Text provided:
Working in a Different State? Know Your Tax Liability
COVID-19 brought unexpected challenges and changes in the way we live and work. Many of us now work primarily from home. Others have chosen to work from a vacation home or move in with parents to care for each other. If that temporary working situation has you in another state, even if for just one day, you may have to file tax returns in multiple states and you could end up paying more in state income taxes.
Tax rules vary depending on the state, so you should know what the rules are for the state where your work office is, where you live and where you’ve been working lately. Here are some basic things you should be aware of and discuss with your wealth manager or tax advisor before filing your taxes.
Employers should be keeping track
First, know that employers in most states are required to withhold income tax in the state(s) in which an employee provides services. Illinois, Nebraska, Rhode Island and South Carolina, however, will waive employer penalties for failure to withhold where the sole reason for state withholding is working from home due to the pandemic.
If your employer has been aware of you working in another state, expect your W-2 to report withholding paid to more than one state. Even if it doesn’t, you could still be on the hook for paying the non-resident state tax.
How could this affect you?
Depending on where you live and where you actually performed your work, you could pay more in state income taxes.
To start with, most states will tax 100% of your income if you live there. On your tax returns, you will receive a credit in your resident state for the tax you paid to other states. However, seven states — Alaska, Florida, Nevada, South Dakota, Texas, Washington and Wyoming — do not charge income tax.

Instructions for the task: In the article above on working in a different state, shorten the paragraph beginning "First, know that employers" into a brief bulleted list that keeps its main facts.

Data extracts:
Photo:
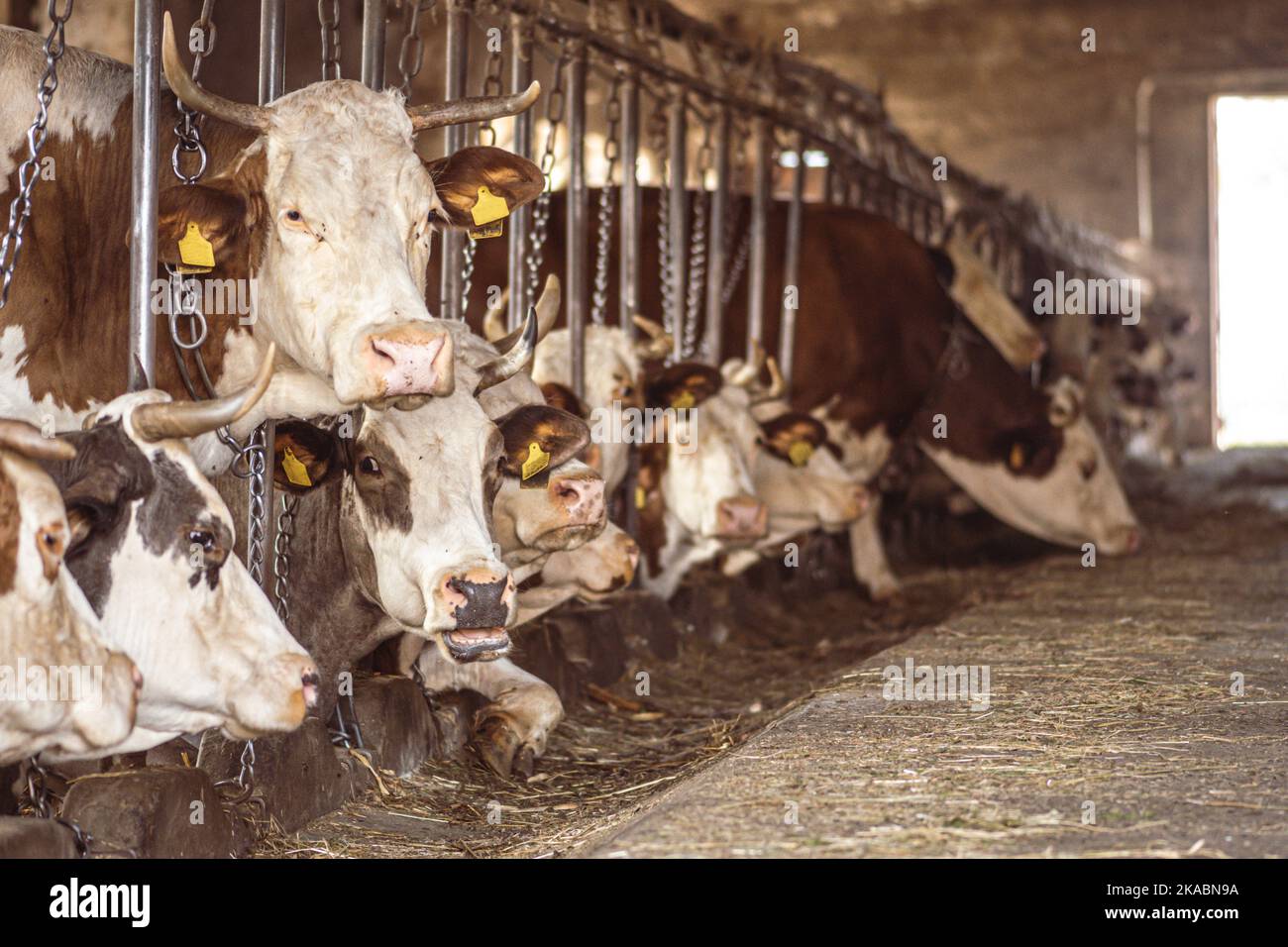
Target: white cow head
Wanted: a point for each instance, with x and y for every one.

* * *

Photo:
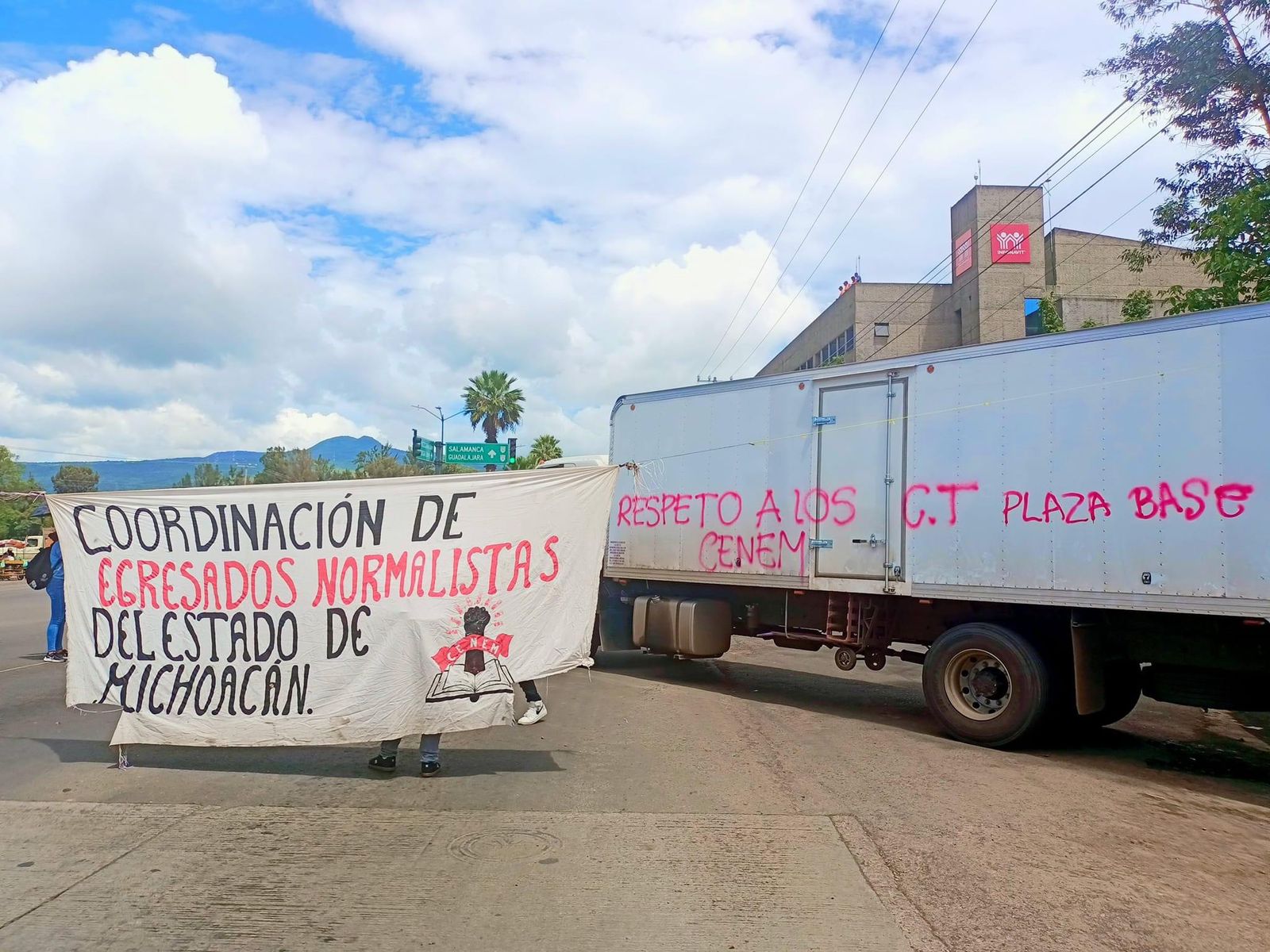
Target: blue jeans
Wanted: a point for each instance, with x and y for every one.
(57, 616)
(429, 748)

Solved exercise:
- In most states, employers must withhold income tax in each state where an employee provides services.
- Illinois, Nebraska, Rhode Island and South Carolina waive employer penalties for not withholding when the only reason for state withholding is that the employee works from home because of the pandemic.